::: RECORDS FOR THIS EXERCISE :::

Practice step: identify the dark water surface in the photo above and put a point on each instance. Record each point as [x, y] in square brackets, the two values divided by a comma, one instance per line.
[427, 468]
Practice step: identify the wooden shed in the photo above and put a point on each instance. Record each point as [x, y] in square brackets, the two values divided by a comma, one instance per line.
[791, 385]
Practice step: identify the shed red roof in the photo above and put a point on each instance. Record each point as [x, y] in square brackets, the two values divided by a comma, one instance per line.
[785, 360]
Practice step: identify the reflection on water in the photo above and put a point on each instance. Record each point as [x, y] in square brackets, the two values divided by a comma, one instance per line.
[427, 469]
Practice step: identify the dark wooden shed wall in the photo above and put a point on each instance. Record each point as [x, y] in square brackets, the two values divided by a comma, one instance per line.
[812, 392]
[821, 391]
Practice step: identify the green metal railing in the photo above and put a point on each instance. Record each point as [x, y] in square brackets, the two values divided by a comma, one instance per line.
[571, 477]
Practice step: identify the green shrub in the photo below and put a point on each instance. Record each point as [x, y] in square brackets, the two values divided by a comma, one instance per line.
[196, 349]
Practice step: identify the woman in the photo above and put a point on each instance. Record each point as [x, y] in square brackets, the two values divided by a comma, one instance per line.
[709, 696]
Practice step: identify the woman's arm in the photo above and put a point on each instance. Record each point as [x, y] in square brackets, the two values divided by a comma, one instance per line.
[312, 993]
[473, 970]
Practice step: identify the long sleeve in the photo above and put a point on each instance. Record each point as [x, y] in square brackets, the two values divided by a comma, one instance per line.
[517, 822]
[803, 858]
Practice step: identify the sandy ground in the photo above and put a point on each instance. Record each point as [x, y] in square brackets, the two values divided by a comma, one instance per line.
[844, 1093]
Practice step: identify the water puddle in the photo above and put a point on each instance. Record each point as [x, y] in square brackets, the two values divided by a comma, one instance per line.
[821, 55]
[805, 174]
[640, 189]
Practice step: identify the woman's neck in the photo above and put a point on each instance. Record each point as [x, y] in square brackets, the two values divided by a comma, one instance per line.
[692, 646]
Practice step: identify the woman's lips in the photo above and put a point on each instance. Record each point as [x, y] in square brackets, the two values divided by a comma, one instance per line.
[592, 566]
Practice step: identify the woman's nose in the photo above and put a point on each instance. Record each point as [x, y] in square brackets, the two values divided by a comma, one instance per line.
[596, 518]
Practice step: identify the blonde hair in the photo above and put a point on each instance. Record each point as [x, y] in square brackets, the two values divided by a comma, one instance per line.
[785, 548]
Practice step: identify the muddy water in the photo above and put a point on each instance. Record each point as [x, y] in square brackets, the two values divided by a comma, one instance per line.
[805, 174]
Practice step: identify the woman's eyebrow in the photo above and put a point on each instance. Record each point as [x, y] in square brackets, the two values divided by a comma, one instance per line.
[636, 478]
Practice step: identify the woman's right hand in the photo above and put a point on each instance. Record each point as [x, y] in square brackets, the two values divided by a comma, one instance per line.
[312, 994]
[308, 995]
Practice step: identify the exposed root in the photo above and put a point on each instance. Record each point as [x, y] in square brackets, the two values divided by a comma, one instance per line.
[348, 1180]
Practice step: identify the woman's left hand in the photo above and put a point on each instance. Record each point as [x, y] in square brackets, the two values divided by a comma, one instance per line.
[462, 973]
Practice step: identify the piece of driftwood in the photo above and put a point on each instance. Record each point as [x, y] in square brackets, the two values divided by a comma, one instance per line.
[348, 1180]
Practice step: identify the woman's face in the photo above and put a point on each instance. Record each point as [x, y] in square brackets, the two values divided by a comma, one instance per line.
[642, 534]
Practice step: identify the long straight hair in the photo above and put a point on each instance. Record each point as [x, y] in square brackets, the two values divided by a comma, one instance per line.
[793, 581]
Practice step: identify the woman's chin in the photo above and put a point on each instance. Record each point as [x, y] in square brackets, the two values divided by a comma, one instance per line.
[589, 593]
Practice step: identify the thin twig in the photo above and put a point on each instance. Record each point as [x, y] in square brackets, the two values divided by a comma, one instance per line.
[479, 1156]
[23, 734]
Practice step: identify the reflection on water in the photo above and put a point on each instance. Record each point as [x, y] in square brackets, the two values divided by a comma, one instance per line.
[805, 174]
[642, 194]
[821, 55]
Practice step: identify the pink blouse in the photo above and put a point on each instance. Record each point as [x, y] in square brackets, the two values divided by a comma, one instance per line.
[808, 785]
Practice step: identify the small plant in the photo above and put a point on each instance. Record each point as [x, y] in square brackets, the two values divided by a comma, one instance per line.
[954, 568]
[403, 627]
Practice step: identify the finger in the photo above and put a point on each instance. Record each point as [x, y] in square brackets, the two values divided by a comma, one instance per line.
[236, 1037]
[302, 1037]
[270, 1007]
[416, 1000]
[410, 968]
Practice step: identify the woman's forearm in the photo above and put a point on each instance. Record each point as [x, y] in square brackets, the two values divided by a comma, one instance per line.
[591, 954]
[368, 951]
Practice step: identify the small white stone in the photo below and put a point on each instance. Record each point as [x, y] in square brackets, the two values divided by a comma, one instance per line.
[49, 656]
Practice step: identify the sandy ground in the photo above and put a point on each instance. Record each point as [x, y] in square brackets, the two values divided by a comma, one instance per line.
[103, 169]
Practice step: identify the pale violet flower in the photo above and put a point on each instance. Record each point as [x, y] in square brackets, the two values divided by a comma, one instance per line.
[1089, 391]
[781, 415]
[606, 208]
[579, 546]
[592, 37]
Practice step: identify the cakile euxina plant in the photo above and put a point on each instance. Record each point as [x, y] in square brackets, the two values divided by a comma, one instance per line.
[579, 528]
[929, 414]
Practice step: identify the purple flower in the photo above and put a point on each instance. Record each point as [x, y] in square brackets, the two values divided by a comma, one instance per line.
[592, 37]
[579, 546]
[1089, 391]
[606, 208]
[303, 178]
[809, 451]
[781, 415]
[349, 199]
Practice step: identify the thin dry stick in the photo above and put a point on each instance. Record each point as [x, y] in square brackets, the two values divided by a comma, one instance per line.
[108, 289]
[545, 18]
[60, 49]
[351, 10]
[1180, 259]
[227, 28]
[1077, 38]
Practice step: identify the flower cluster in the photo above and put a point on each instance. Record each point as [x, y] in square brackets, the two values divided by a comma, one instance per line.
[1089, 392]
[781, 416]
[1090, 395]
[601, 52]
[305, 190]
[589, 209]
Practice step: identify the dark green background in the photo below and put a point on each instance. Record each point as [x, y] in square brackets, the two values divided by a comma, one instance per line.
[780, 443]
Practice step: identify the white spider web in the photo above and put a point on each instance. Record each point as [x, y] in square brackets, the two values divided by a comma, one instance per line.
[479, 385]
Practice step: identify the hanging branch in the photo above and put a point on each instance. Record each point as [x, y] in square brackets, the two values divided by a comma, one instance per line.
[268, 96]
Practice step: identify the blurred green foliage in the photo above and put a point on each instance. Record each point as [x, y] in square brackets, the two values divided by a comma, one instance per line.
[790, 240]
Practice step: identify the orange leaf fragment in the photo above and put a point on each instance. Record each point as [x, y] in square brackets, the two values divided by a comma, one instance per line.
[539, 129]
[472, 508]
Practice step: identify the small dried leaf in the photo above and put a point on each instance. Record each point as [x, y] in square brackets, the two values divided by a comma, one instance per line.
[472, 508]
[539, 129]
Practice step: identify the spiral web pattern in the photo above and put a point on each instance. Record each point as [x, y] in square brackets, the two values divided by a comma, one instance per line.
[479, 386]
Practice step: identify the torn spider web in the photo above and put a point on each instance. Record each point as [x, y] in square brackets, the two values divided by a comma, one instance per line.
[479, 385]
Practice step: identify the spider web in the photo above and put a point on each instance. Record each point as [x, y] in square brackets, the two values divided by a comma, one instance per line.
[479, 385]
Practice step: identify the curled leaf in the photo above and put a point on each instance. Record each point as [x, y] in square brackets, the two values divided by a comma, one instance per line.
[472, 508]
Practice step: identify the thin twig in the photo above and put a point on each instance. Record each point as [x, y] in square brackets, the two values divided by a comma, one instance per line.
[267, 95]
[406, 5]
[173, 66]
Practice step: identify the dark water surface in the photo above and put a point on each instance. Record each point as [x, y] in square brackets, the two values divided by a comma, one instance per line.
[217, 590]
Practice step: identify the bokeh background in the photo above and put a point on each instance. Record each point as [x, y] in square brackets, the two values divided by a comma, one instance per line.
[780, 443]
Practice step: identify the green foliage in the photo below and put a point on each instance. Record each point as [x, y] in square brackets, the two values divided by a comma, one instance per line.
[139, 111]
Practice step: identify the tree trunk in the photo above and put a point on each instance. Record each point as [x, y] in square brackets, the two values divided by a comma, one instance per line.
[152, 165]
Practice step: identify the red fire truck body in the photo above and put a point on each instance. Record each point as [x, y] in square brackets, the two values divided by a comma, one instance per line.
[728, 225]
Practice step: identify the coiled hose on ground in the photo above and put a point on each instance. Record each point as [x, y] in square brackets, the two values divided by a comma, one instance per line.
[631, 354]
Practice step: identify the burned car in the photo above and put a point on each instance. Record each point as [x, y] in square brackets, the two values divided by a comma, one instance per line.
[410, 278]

:::

§ TO DO: From the line holding "Practice step: identify the burned" through the final line of the data above, copy every line exactly as written. Include nothing else.

§ WRITTEN ANSWER:
Practice step: identify the burned car in the photo above and put a point on each instance. Record each point as [x, y] in square brackets, the two values divided by a comma, one instance per line.
[410, 278]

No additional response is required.